Records for the task:
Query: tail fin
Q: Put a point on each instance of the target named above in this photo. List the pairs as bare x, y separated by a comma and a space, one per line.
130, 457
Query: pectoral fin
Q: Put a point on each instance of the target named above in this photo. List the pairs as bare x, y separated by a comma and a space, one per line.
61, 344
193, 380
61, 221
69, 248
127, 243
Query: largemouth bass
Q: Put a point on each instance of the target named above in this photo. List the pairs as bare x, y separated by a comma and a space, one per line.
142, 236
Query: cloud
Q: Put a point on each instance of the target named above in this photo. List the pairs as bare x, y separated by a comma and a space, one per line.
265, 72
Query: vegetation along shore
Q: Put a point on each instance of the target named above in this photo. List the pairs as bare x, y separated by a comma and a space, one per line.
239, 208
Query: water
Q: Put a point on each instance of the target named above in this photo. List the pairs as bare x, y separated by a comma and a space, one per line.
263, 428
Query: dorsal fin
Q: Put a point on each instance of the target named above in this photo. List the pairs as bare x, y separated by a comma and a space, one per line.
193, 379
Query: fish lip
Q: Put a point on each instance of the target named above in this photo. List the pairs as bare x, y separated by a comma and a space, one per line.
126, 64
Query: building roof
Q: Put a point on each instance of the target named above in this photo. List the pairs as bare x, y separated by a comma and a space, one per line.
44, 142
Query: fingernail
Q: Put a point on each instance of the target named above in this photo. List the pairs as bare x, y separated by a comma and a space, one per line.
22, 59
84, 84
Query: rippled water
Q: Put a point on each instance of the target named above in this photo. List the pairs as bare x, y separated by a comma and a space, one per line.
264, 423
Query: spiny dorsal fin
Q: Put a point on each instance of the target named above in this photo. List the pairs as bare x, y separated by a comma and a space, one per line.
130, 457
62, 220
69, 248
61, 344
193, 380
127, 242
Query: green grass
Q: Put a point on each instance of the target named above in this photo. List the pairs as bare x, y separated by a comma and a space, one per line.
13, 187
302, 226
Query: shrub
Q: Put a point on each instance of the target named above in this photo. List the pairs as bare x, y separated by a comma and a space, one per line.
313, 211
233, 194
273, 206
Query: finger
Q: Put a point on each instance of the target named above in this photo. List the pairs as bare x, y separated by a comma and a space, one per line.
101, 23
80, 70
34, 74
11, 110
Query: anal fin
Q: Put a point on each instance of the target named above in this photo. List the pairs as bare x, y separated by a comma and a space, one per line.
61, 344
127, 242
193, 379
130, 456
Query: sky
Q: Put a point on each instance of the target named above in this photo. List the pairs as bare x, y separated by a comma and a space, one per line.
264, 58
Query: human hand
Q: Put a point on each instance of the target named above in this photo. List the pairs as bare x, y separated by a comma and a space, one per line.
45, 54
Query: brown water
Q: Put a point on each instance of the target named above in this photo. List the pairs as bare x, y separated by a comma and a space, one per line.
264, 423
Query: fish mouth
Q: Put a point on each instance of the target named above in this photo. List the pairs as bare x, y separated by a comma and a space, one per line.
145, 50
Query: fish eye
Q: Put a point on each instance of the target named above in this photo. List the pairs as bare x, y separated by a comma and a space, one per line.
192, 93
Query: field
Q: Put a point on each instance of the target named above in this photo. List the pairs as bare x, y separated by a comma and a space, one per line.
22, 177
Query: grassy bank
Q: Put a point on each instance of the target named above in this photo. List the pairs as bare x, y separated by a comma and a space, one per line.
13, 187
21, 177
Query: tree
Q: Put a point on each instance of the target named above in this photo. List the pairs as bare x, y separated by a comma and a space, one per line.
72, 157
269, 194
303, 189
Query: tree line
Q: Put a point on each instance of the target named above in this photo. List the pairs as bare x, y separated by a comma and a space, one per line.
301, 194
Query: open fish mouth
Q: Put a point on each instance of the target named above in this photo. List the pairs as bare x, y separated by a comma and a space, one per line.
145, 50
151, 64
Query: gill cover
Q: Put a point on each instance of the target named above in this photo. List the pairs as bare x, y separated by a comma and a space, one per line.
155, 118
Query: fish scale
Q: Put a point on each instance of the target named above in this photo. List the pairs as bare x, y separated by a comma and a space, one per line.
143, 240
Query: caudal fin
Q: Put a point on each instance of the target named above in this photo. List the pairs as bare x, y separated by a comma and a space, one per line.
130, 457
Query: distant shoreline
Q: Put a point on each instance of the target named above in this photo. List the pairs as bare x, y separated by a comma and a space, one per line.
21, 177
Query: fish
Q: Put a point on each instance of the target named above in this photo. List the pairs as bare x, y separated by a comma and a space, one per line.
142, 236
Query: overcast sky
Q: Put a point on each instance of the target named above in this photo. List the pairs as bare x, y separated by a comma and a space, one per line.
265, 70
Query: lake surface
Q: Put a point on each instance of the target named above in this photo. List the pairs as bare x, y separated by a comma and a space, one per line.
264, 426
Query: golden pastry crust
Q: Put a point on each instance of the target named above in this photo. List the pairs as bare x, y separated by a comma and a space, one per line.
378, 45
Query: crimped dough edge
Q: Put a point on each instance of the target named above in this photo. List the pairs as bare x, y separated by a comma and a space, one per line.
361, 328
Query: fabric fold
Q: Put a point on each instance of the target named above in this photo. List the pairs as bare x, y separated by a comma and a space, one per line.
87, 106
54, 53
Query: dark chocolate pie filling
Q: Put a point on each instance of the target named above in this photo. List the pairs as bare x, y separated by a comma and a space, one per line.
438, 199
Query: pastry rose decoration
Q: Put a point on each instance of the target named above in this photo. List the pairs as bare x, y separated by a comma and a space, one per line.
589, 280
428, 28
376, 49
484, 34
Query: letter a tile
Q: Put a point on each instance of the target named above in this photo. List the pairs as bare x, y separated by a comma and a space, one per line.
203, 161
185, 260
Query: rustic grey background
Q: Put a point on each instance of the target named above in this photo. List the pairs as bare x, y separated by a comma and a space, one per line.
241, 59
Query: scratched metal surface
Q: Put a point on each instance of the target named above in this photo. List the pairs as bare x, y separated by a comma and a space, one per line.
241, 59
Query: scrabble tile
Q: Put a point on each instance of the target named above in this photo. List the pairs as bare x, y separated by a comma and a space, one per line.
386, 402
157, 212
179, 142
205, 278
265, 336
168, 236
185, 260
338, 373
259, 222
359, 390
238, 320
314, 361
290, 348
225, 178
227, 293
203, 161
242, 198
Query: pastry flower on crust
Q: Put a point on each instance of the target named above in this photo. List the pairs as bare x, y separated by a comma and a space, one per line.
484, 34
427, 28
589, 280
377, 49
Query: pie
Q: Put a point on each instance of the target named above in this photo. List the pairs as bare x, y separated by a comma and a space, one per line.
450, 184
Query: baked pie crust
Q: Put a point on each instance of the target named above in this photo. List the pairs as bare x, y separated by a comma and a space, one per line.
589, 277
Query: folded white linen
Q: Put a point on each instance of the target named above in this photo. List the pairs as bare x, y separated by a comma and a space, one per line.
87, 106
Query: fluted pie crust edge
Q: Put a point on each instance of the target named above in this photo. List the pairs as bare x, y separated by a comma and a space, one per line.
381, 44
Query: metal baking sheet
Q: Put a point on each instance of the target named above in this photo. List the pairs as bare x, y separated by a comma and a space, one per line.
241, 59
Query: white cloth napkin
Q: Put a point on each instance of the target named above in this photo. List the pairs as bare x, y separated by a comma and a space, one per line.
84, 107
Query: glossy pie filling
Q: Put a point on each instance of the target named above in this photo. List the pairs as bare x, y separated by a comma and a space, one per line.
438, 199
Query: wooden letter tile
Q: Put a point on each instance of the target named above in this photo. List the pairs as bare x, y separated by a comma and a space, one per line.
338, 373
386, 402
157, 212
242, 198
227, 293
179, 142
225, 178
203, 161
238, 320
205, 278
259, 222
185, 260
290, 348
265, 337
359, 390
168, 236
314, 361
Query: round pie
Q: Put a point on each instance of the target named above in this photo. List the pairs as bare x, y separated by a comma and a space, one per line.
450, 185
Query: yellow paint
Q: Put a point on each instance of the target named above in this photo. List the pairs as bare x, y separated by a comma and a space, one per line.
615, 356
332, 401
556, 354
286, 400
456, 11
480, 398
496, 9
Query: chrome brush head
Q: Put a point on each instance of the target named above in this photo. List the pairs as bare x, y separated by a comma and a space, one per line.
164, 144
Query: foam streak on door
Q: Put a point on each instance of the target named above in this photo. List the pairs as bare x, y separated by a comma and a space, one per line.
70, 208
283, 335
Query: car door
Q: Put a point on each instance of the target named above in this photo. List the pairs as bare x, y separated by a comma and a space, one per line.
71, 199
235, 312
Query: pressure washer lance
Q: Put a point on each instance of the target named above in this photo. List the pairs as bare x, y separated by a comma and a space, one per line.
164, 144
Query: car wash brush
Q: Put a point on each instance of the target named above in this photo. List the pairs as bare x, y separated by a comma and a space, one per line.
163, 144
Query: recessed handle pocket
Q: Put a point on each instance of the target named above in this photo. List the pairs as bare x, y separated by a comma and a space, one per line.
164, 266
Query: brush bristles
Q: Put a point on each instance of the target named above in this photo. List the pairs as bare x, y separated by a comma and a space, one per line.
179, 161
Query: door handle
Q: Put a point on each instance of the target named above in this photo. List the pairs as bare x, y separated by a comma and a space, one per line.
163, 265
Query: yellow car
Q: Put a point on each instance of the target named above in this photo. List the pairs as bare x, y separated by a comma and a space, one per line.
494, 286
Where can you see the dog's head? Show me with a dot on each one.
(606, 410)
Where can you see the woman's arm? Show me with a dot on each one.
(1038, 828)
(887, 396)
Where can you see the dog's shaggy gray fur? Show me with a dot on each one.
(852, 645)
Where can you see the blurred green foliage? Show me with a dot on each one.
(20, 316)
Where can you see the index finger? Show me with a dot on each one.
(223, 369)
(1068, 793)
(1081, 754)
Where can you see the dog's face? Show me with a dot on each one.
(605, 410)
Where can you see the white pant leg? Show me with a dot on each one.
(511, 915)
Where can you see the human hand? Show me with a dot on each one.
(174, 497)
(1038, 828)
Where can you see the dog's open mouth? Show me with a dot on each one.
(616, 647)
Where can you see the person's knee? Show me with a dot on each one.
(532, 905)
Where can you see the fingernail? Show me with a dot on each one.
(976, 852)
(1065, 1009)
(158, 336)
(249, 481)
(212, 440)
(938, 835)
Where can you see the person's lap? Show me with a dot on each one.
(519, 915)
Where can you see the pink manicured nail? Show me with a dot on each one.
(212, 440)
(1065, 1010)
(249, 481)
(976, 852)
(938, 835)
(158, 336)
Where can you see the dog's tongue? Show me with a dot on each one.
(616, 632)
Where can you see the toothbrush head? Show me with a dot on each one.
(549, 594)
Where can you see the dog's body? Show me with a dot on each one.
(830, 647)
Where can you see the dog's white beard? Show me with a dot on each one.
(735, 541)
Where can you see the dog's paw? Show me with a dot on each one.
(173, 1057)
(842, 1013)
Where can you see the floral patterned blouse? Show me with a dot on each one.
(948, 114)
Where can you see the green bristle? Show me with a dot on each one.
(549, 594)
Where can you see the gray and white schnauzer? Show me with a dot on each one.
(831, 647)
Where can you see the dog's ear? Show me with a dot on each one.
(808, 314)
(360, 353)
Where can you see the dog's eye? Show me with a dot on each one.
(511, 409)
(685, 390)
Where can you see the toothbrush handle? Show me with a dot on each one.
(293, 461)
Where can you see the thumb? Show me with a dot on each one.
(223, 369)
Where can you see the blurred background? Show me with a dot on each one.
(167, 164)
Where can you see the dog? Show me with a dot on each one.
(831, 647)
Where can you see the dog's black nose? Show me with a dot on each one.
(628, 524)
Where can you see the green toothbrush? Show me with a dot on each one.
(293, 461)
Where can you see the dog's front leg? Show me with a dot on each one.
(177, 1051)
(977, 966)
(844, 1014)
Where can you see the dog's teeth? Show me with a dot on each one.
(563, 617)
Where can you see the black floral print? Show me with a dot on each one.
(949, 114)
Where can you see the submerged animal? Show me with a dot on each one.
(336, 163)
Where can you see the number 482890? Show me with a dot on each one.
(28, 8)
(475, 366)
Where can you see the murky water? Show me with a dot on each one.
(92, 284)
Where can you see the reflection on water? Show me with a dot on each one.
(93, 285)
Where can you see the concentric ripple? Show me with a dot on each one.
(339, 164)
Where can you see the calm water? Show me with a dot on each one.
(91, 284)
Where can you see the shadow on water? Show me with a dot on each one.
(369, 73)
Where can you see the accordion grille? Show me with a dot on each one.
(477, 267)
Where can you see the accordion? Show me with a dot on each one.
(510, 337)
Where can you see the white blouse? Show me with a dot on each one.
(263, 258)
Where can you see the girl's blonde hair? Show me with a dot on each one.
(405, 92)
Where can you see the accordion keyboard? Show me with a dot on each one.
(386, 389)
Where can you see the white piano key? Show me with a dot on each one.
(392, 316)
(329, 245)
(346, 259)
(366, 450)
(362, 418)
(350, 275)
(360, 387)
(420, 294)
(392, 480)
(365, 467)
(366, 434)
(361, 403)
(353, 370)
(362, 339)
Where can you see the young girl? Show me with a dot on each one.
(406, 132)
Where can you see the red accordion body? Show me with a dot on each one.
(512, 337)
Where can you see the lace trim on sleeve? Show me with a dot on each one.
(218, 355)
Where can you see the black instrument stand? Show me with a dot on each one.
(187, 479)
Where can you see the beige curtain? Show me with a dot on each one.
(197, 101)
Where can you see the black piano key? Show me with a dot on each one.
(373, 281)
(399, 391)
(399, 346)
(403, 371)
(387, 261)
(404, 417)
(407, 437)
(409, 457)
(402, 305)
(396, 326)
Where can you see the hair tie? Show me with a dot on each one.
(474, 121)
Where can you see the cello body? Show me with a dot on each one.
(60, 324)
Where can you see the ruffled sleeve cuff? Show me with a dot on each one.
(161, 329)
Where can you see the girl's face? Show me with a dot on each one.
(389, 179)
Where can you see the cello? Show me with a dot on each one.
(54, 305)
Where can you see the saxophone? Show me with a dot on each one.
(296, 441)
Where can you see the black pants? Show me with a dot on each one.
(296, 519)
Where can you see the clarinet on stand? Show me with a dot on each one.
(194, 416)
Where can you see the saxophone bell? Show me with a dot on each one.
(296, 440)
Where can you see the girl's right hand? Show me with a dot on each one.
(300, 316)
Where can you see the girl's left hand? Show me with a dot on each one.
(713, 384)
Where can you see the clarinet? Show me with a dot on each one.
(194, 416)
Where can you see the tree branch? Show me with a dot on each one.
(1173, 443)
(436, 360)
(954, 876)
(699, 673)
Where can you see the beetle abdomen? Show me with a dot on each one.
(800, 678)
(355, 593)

Assignment:
Restate word for word the lines above, beginning at the first one and ending at the line that carries "Query: pectoral fin".

Exercise output:
Query: tail fin
Q: Put a point on each instance of the target named above in this photo. List the pairs as bare x, y separated by a comma and a space, one per line.
130, 457
Query: pectoral fin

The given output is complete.